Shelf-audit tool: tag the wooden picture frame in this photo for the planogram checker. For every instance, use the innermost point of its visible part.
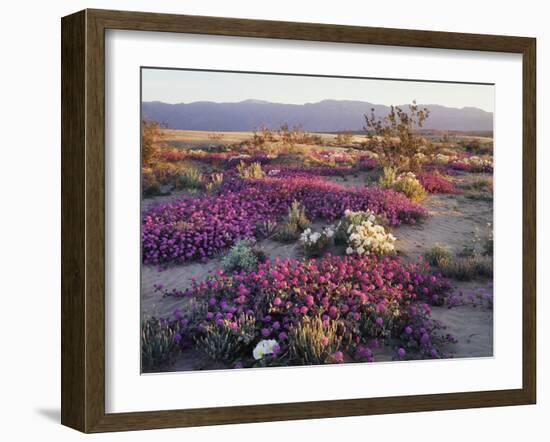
(83, 219)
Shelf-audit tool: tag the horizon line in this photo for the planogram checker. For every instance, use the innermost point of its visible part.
(315, 102)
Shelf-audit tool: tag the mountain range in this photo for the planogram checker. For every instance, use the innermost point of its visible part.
(323, 116)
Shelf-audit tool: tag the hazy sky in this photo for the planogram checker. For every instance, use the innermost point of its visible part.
(180, 86)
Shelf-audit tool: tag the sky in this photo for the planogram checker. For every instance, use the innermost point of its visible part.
(185, 86)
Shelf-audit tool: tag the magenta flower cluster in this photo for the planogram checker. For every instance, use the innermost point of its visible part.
(461, 166)
(374, 300)
(435, 183)
(198, 228)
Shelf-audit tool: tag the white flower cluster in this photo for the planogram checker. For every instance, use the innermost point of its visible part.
(263, 348)
(408, 176)
(310, 238)
(367, 236)
(443, 159)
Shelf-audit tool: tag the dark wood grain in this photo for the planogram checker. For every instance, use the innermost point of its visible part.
(83, 220)
(73, 292)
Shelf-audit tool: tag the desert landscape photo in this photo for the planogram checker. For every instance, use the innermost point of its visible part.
(292, 220)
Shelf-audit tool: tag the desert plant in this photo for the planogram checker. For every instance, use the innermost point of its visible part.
(315, 243)
(243, 255)
(265, 228)
(219, 343)
(367, 237)
(295, 224)
(313, 342)
(159, 342)
(344, 138)
(248, 171)
(215, 136)
(297, 216)
(395, 137)
(151, 135)
(487, 246)
(215, 181)
(438, 256)
(409, 185)
(389, 175)
(190, 179)
(468, 268)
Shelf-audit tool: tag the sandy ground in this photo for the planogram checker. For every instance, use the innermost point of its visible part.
(452, 221)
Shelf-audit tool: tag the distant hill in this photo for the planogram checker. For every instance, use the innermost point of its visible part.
(324, 116)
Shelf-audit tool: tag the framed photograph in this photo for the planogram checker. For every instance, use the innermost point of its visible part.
(268, 220)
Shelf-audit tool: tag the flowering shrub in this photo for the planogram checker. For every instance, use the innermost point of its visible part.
(473, 164)
(315, 243)
(367, 163)
(190, 178)
(243, 255)
(235, 161)
(284, 170)
(296, 223)
(408, 184)
(363, 299)
(365, 236)
(388, 177)
(176, 155)
(326, 200)
(315, 342)
(265, 347)
(214, 181)
(198, 228)
(252, 170)
(159, 342)
(439, 255)
(223, 340)
(442, 160)
(435, 183)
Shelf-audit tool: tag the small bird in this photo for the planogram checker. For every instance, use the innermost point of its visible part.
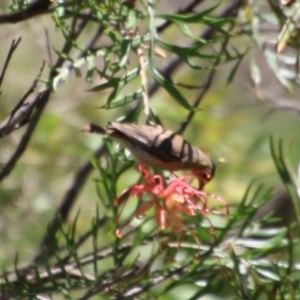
(155, 147)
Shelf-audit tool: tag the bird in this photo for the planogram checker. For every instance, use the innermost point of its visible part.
(156, 147)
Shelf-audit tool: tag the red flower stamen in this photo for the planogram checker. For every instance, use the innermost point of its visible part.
(169, 201)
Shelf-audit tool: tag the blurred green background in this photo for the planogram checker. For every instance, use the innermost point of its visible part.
(233, 124)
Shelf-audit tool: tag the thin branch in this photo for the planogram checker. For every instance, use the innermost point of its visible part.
(144, 84)
(41, 101)
(209, 80)
(35, 8)
(76, 186)
(20, 114)
(13, 47)
(62, 212)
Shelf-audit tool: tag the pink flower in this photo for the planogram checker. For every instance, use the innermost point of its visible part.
(169, 201)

Goal of the exercise
Format all of the records above as a JSON list of strings, one string per line. Leave out blank lines and the pictures.

Complete output
[
  "Shelf-audit tool: tag the wooden picture frame in this photo for the planogram checker. For every instance, use the innermost point of its visible part.",
  "(83, 219)",
  "Shelf-audit tool: tag the horizon line in this photo for the planogram checker. For every instance, use the innermost point of its visible part.",
  "(315, 102)",
  "Shelf-audit tool: tag the mountain range in this photo for the planogram checker. For every instance, use the innermost point of its visible part.",
  "(323, 116)",
  "Shelf-audit tool: tag the hazy sky in this photo for the planogram checker. For every instance, use the innermost point of its visible part.",
  "(180, 86)",
  "Shelf-audit tool: tag the sky in this photo for the planogram checker. For every instance, use the innermost point of its visible part.",
  "(185, 86)",
  "Shelf-audit tool: tag the magenta flower cluster in this photo for the planogram checker. For every instance, use the innermost point of its visible part.",
  "(461, 166)",
  "(374, 300)",
  "(435, 183)",
  "(198, 228)",
  "Shelf-audit tool: tag the white flower cluster in this photo for the planogram checker. For every instance, use the innermost point of its visible part.",
  "(263, 348)",
  "(408, 176)",
  "(310, 238)",
  "(367, 236)",
  "(443, 159)",
  "Shelf-audit tool: tag the dark wood grain in this photo for the planogram checker. For every instance, use the innermost point of its visible part.",
  "(83, 220)",
  "(73, 292)",
  "Shelf-audit tool: tag the desert landscape photo in this photo for the planogram checker. For every instance, use the innermost point of its visible part.",
  "(292, 220)",
  "Shelf-audit tool: tag the desert plant in this photo for the planogram checker. For every instance, use the innermost point of its visible part.",
  "(315, 243)",
  "(243, 255)",
  "(265, 228)",
  "(219, 343)",
  "(367, 237)",
  "(295, 224)",
  "(313, 342)",
  "(159, 342)",
  "(344, 138)",
  "(248, 171)",
  "(215, 136)",
  "(297, 216)",
  "(395, 137)",
  "(151, 135)",
  "(487, 246)",
  "(215, 181)",
  "(438, 256)",
  "(409, 185)",
  "(389, 175)",
  "(190, 179)",
  "(468, 268)",
  "Shelf-audit tool: tag the sandy ground in this photo for the planogram checker. For every instance, use the innermost point of its visible part.",
  "(452, 221)",
  "Shelf-audit tool: tag the distant hill in this photo for the planogram checker. For every instance, use the innermost point of its visible part.",
  "(324, 116)",
  "Shelf-audit tool: tag the framed photograph in this photo for the planogram checker. For every instance, use the innermost point of its visible part.",
  "(268, 220)",
  "Shelf-audit tool: tag the flowering shrub in this photo for the planogram checker. For every instance, use the innermost point of its visible part.",
  "(473, 164)",
  "(315, 243)",
  "(367, 163)",
  "(190, 178)",
  "(243, 255)",
  "(235, 161)",
  "(284, 170)",
  "(296, 223)",
  "(408, 184)",
  "(363, 299)",
  "(365, 236)",
  "(388, 177)",
  "(176, 155)",
  "(326, 200)",
  "(315, 342)",
  "(265, 347)",
  "(214, 181)",
  "(198, 228)",
  "(252, 170)",
  "(159, 342)",
  "(439, 255)",
  "(223, 340)",
  "(442, 160)",
  "(435, 183)",
  "Shelf-audit tool: tag the small bird in this photo for the planogram checker. For every instance, use the innermost point of its visible part.",
  "(155, 147)",
  "Shelf-audit tool: tag the bird in this photo for the planogram checker. For every instance, use the innermost point of its visible part.",
  "(156, 147)",
  "Shelf-audit tool: tag the red flower stamen in this photo for the planogram checker. For every instance, use the innermost point of its visible part.",
  "(169, 201)",
  "Shelf-audit tool: tag the blurred green background in this photo for the planogram checker. For every instance, use the innermost point of its visible part.",
  "(233, 124)",
  "Shelf-audit tool: tag the thin branch in this photo for the planogram checker. For every instance, use the innermost point of its visible part.",
  "(144, 84)",
  "(41, 101)",
  "(209, 80)",
  "(35, 8)",
  "(76, 186)",
  "(20, 114)",
  "(13, 47)",
  "(62, 212)",
  "Shelf-audit tool: tag the pink flower in this photo for the planogram checker. For every instance, use the innermost point of its visible part.",
  "(169, 201)"
]